Starting at the line that contains "windshield of white" and ending with the last of the lines, rewrite them with "pavement" replaced by "asphalt" and nothing else changed.

- Recorded data
..............................
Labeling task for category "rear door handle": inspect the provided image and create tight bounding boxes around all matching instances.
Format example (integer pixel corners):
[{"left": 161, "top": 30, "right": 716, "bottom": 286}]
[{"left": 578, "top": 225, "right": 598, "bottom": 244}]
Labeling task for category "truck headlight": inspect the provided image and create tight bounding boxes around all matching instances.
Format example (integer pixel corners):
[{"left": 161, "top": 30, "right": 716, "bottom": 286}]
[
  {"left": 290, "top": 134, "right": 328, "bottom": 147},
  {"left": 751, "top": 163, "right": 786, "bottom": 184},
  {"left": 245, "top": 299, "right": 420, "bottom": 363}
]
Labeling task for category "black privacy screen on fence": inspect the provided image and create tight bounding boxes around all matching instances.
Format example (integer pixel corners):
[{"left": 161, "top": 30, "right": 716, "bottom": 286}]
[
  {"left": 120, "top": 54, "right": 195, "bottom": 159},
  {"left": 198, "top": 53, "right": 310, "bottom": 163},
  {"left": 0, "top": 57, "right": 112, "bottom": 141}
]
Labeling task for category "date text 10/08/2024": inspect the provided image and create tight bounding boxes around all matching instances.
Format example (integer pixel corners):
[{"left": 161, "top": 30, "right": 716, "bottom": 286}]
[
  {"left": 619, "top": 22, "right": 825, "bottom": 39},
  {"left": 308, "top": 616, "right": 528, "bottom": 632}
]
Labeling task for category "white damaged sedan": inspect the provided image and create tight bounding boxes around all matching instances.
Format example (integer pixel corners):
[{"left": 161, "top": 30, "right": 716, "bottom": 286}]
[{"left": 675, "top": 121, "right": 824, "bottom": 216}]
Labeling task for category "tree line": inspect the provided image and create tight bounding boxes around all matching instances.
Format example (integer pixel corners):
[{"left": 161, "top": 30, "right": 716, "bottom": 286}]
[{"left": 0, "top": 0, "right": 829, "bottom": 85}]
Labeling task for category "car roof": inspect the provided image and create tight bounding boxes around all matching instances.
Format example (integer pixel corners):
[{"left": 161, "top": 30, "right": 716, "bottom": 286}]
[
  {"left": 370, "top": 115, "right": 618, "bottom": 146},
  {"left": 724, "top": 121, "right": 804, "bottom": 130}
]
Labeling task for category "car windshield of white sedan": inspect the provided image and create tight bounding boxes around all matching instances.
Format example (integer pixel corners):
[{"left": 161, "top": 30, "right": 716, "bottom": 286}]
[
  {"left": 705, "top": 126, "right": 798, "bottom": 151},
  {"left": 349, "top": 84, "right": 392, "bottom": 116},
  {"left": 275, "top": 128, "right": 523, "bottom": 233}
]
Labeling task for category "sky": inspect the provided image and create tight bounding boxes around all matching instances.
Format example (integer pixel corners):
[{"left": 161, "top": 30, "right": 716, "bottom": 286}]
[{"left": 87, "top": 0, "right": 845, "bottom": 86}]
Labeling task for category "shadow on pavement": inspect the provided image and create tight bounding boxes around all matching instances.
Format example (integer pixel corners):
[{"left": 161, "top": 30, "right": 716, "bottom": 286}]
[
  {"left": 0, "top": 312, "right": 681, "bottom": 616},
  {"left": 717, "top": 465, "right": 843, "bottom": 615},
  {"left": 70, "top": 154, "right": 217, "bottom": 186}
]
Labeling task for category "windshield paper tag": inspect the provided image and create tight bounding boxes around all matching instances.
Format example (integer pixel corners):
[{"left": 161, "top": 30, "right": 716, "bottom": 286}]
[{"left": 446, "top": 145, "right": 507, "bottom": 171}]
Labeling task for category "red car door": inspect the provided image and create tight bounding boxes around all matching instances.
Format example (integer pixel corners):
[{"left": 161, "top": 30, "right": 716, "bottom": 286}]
..............................
- Answer in full
Labeling task for category "car windshield of white sedan": inspect the provided image and create tight bounding boxes around all matching instances.
Format example (integer pixel corners):
[{"left": 161, "top": 30, "right": 716, "bottom": 286}]
[
  {"left": 705, "top": 126, "right": 798, "bottom": 151},
  {"left": 349, "top": 84, "right": 392, "bottom": 116},
  {"left": 275, "top": 128, "right": 523, "bottom": 233}
]
Labeling task for category "sky": inspect the provided image and create tight bounding boxes around all matching instances.
Format example (integer pixel corners):
[{"left": 161, "top": 30, "right": 716, "bottom": 286}]
[{"left": 87, "top": 0, "right": 845, "bottom": 86}]
Labeling task for category "shadow on asphalt": inspect the provided image and create tight bounding boxes around all matching instances.
Format example (integer pixel corners):
[{"left": 161, "top": 30, "right": 716, "bottom": 286}]
[
  {"left": 0, "top": 312, "right": 681, "bottom": 616},
  {"left": 717, "top": 465, "right": 843, "bottom": 615},
  {"left": 70, "top": 154, "right": 217, "bottom": 186}
]
Labeling task for category "windshield paper tag": inspect the provided image and create tight bounding boxes around all matching instances.
Format example (integer pixel corners):
[{"left": 161, "top": 30, "right": 716, "bottom": 286}]
[{"left": 446, "top": 145, "right": 507, "bottom": 171}]
Labeling task for category "red car door": inspect the provided image and create tight bounding boxes around all matching instances.
Format example (integer pixel corners):
[{"left": 161, "top": 30, "right": 716, "bottom": 286}]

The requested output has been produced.